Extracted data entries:

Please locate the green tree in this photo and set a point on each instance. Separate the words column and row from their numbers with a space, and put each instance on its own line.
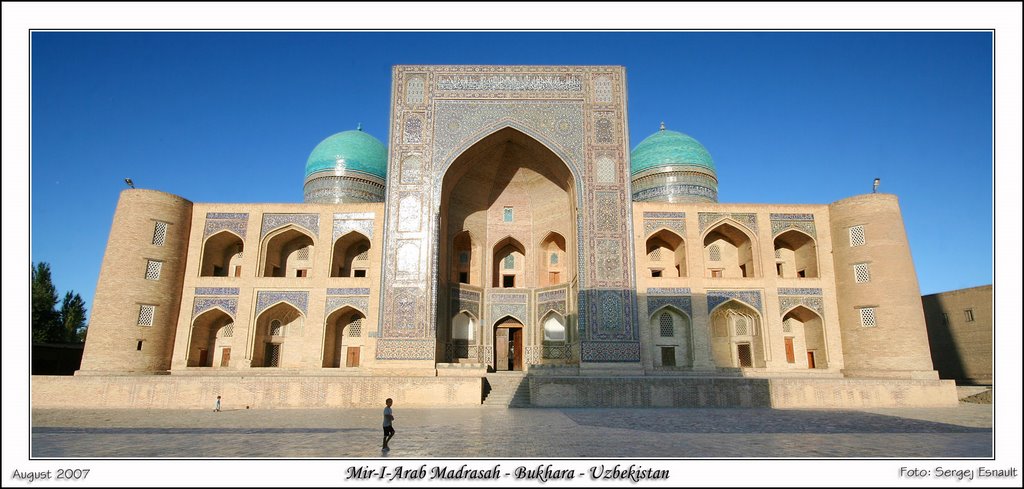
column 45, row 320
column 73, row 317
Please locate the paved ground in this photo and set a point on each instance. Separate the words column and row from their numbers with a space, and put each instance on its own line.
column 536, row 433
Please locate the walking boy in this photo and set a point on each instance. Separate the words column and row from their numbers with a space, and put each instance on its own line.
column 388, row 430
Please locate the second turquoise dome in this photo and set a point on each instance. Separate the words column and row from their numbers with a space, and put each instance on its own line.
column 667, row 147
column 351, row 150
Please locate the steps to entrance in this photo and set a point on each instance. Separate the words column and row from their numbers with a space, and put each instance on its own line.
column 506, row 390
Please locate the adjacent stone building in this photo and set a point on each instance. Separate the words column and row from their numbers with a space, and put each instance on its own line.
column 507, row 226
column 960, row 331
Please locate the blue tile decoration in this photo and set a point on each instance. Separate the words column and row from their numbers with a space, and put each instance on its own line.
column 799, row 292
column 216, row 291
column 348, row 292
column 219, row 221
column 388, row 349
column 334, row 303
column 751, row 298
column 783, row 222
column 786, row 303
column 309, row 222
column 265, row 299
column 203, row 304
column 749, row 220
column 361, row 222
column 609, row 351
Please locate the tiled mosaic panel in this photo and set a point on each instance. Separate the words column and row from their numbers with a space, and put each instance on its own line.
column 388, row 349
column 203, row 304
column 708, row 218
column 751, row 298
column 218, row 221
column 360, row 304
column 785, row 303
column 782, row 222
column 309, row 222
column 609, row 351
column 265, row 299
column 356, row 221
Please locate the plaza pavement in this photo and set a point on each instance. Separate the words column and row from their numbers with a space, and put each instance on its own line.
column 965, row 431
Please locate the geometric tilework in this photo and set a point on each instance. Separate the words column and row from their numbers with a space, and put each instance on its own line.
column 799, row 292
column 203, row 304
column 803, row 222
column 361, row 222
column 360, row 304
column 609, row 351
column 707, row 218
column 218, row 221
column 309, row 222
column 388, row 349
column 265, row 299
column 751, row 298
column 216, row 291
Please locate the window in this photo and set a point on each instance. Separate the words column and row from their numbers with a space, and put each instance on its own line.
column 667, row 325
column 159, row 233
column 861, row 273
column 668, row 356
column 856, row 236
column 715, row 253
column 153, row 269
column 145, row 313
column 867, row 317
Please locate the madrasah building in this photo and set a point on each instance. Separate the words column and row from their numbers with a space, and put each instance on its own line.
column 506, row 235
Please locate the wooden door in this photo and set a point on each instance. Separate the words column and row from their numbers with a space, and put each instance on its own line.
column 502, row 349
column 515, row 338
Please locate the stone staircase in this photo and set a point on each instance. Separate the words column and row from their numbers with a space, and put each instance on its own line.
column 506, row 389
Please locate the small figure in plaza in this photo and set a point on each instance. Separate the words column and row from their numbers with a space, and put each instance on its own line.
column 388, row 430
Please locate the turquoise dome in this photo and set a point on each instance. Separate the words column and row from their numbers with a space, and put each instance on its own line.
column 352, row 150
column 668, row 148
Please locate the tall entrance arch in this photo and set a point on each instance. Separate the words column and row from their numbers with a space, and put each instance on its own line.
column 481, row 153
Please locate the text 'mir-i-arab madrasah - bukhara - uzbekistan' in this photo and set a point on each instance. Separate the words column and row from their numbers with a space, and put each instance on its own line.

__EXERCISE GOAL__
All of the data is to be returned exactly, with no pictures included.

__RESULT OF THE EXERCISE__
Please locate the green tree in this photo and set a point on each instance. Separate the words column and row from their numbers with a space, and put each instance on its own line.
column 45, row 320
column 73, row 317
Please locate the paved ground in this photo and set a point on each instance. Separate the words column and row from their numbers with a space, and put each instance on its own line.
column 536, row 433
Please locate the walking boy in this photo and set a point on each instance. Separate the words column and row from their numbers with a space, and put each instance on its own line.
column 388, row 430
Please locate the second turquoise dome in this photo and set a point on each instance. Separate the words column and row from their numbers with a space, and put each instance on its own line.
column 667, row 147
column 351, row 150
Please locate the steps to entrance in this photo and set a point on each instance. Separate the words column and row from their numbers with a space, and put each instance on its own line.
column 506, row 390
Please locate the adjacent stone building in this photo and set a point on each instance. Separate the words column and row from their numbers with a space, and put each instance on its own line.
column 507, row 226
column 960, row 331
Please locate the blue tile decoration in this photo and set a point on each instance. Separate the words column and row from their numbers with a space, and put each instance on its own line.
column 799, row 292
column 216, row 291
column 348, row 292
column 219, row 221
column 388, row 349
column 334, row 303
column 751, row 298
column 783, row 222
column 786, row 303
column 309, row 222
column 265, row 299
column 203, row 304
column 749, row 220
column 361, row 222
column 609, row 351
Please locate the tiled mosaic panel in this photo and set a point on each instance. Separate the words column and row from their numbers with a space, and put each instance on its own line.
column 388, row 349
column 203, row 304
column 708, row 218
column 751, row 298
column 218, row 221
column 360, row 304
column 785, row 303
column 782, row 222
column 309, row 222
column 609, row 351
column 265, row 299
column 356, row 221
Please locate the plaza pavement in this photo and set a point on each instance. Separate the words column and row from their numbers with a space, and put each instance on its own line.
column 965, row 431
Please locate the geometric tilework in this photo and set a point on each instance. Separate the words column and row from their numbers with a space, and put each instance on its own line.
column 799, row 292
column 203, row 304
column 803, row 222
column 361, row 222
column 360, row 304
column 609, row 351
column 707, row 218
column 218, row 221
column 309, row 222
column 388, row 349
column 265, row 299
column 751, row 298
column 216, row 291
Please locate the window in this photo and set a point on each instance. Separate the words column and row from their numbers with a space, and put each instance on its own line.
column 667, row 325
column 159, row 233
column 861, row 273
column 668, row 356
column 856, row 236
column 715, row 253
column 153, row 269
column 145, row 313
column 867, row 317
Please locate the madrasah building in this photo and set a point on each instance. Separate the words column and row from their numbers with a space, and put each instance on its own line.
column 506, row 235
Please locate the wooden door in this photo and set a point on each instance. Separate the words column and row from their numbers with a space, and put each instance on its own line.
column 502, row 349
column 515, row 338
Please locate the stone staircase in this photo and set a point on each instance. Separate the words column and row from their numbers with a space, and put each instance on its own line.
column 506, row 389
Please locate the small figure in plaza in this photo and set a point on each instance. Separate the words column and row from their numbers with a space, and put each instance on its own line.
column 388, row 430
Please locate the turquoise dome in this photo and set a point on each instance. Separate the words column and row from their numbers with a space, and put each instance on its own line.
column 352, row 150
column 668, row 148
Please locate the tall entrance arch in this photo and set a point on each instance. Separate the words column and row from their numbers with a space, and put each instance on its own line.
column 481, row 153
Please locate the text 'mir-i-arab madrasah - bukhara - uzbekistan' in this photo and set a point on each instance. Separate the words column and row from their numbers with a space, and put each instance on its own line.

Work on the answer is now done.